**Records of labeled points**
━━━━━━━━━━━━━━━━
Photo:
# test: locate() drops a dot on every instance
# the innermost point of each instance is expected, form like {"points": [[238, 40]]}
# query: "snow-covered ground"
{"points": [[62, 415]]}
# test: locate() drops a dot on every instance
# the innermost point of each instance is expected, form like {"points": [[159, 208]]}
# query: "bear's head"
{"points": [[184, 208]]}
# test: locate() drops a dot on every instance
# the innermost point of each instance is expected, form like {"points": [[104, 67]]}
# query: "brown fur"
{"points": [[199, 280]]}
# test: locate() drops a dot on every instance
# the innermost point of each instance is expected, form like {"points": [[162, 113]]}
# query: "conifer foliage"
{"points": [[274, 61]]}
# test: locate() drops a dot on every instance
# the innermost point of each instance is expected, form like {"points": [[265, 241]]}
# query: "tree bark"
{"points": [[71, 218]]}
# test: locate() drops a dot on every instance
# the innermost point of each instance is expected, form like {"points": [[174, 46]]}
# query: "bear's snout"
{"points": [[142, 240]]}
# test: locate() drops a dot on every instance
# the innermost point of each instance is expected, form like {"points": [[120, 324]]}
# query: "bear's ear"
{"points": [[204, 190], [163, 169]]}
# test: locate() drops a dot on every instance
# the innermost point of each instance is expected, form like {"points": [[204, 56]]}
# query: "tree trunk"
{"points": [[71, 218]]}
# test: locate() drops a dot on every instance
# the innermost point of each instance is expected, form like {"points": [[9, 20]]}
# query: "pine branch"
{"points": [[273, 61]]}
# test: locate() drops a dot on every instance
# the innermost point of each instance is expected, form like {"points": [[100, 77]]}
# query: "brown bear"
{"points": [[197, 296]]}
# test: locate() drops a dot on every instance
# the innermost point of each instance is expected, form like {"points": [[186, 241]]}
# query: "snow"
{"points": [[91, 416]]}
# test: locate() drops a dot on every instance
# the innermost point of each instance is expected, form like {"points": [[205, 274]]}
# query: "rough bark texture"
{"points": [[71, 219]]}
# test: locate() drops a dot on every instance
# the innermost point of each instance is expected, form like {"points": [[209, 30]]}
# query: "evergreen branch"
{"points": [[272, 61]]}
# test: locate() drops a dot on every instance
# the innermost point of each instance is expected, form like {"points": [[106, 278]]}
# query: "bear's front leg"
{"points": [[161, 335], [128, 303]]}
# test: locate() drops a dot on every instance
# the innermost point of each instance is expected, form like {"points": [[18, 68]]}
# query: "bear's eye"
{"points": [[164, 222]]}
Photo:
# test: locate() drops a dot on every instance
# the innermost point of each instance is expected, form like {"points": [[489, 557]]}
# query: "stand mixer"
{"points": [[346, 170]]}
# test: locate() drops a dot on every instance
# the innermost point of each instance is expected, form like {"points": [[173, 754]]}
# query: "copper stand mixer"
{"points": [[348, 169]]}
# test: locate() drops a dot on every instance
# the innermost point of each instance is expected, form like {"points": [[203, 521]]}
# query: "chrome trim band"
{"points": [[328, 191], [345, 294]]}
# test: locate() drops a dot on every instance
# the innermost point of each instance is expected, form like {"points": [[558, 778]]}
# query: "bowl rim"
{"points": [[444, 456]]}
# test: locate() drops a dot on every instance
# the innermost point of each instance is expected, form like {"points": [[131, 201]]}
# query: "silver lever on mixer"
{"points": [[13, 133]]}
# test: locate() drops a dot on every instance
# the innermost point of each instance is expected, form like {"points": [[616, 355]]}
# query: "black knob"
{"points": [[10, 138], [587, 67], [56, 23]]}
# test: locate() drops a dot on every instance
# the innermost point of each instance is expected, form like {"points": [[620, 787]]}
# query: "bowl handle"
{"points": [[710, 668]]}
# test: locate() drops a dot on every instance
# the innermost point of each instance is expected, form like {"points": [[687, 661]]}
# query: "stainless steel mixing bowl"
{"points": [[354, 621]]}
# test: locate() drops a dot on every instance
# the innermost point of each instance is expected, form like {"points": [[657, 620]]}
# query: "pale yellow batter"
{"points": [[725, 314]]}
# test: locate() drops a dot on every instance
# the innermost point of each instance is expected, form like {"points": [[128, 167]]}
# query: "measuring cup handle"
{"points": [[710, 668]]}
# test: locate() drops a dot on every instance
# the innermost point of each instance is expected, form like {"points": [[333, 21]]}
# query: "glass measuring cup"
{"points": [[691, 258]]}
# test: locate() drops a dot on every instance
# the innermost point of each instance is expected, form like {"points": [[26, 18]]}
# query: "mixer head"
━━━━━━━━━━━━━━━━
**What you should do**
Repeat each record exactly. Omit nothing.

**Answer**
Photo:
# test: locate() drops a dot on every instance
# the innermost point of each instance is expected, form like {"points": [[238, 40]]}
# query: "snow-covered ground"
{"points": [[62, 415]]}
# test: locate() drops a dot on every instance
# the innermost point of each instance is expected, form like {"points": [[159, 208]]}
# query: "bear's head"
{"points": [[184, 208]]}
# test: locate() drops a dot on every instance
# the innermost point of each instance is expected, form like {"points": [[104, 67]]}
# query: "brown fur"
{"points": [[199, 280]]}
# test: locate() drops a dot on every instance
# the innermost point of each instance is expected, form like {"points": [[162, 113]]}
# query: "conifer foliage"
{"points": [[274, 61]]}
# test: locate() drops a dot on every instance
# the innermost point of each instance is expected, form like {"points": [[265, 241]]}
# query: "tree bark"
{"points": [[71, 218]]}
# test: locate() drops a dot on every instance
# the innermost point of each instance is expected, form like {"points": [[174, 46]]}
# query: "bear's snout"
{"points": [[142, 240]]}
# test: locate() drops a dot on every instance
# the innermost point of each instance is expected, form like {"points": [[120, 324]]}
# query: "bear's ear"
{"points": [[204, 190], [163, 169]]}
# test: locate() drops a dot on every instance
# the innermost point of each instance is expected, form like {"points": [[204, 56]]}
# query: "tree trunk"
{"points": [[71, 218]]}
# test: locate() drops a dot on every instance
# the innermost point of each instance is expected, form like {"points": [[9, 20]]}
# query: "pine branch"
{"points": [[273, 61]]}
# test: locate() drops a dot on every instance
# the innermost point of each instance is expected, form like {"points": [[100, 77]]}
# query: "brown bear"
{"points": [[197, 296]]}
# test: locate() drops a dot on every instance
# the innermost point of each instance is expected, form like {"points": [[186, 241]]}
# query: "snow"
{"points": [[91, 416]]}
# test: locate() drops a dot on every instance
# the innermost point of each instance is expected, form like {"points": [[205, 274]]}
# query: "rough bark texture"
{"points": [[71, 219]]}
# test: locate() drops a dot on every instance
# the innermost point of each instance is expected, form like {"points": [[209, 30]]}
# query: "evergreen branch"
{"points": [[272, 61]]}
# test: locate() drops a dot on every instance
# the innermost point of each instance is expected, form like {"points": [[106, 278]]}
# query: "bear's front leg"
{"points": [[161, 335], [128, 303]]}
# test: locate() drops a dot on every instance
# the innermost point of each instance is expected, form like {"points": [[18, 68]]}
# query: "bear's eye"
{"points": [[164, 222]]}
Photo:
# test: locate() drops a dot on every instance
# the innermost point of each instance is expected, form like {"points": [[489, 557]]}
# query: "stand mixer"
{"points": [[346, 170]]}
# test: locate() drops a dot on every instance
# the innermost point of each instance is expected, form like {"points": [[173, 754]]}
# query: "copper stand mixer"
{"points": [[348, 169]]}
# test: locate() drops a dot on every instance
# the innermost point of each instance is expected, form like {"points": [[203, 521]]}
# query: "chrome trim band"
{"points": [[328, 191], [345, 294]]}
# test: locate() drops a dot on every instance
# the innermost point of each instance is expected, form like {"points": [[558, 778]]}
# query: "bowl rim"
{"points": [[444, 456]]}
# test: locate() drops a dot on every instance
# the innermost point of each instance is expected, form like {"points": [[131, 201]]}
# query: "silver lever on mixer"
{"points": [[13, 133]]}
# test: locate() drops a dot on every instance
# the innermost point of each instance is expected, form like {"points": [[616, 355]]}
# query: "black knob"
{"points": [[10, 138], [587, 67], [56, 23]]}
# test: locate() drops a dot on every instance
# the innermost point of each instance is expected, form like {"points": [[620, 787]]}
# query: "bowl handle"
{"points": [[710, 668]]}
# test: locate() drops a dot on every instance
# the innermost point of each instance is expected, form like {"points": [[687, 661]]}
# query: "stainless steel mixing bowl"
{"points": [[354, 621]]}
# test: locate() drops a dot on every instance
# the innermost point of each instance is expected, form like {"points": [[657, 620]]}
# query: "pale yellow batter"
{"points": [[725, 314]]}
# test: locate() drops a dot on every instance
# the innermost point of each instance is expected, form like {"points": [[128, 167]]}
# query: "measuring cup handle"
{"points": [[710, 668]]}
# test: locate() drops a dot on every instance
# the innermost point of each instance is expected, form like {"points": [[333, 21]]}
# query: "glass measuring cup"
{"points": [[691, 258]]}
# test: locate() drops a dot on every instance
# the innermost point of each instance is expected, form like {"points": [[26, 18]]}
# query: "mixer head"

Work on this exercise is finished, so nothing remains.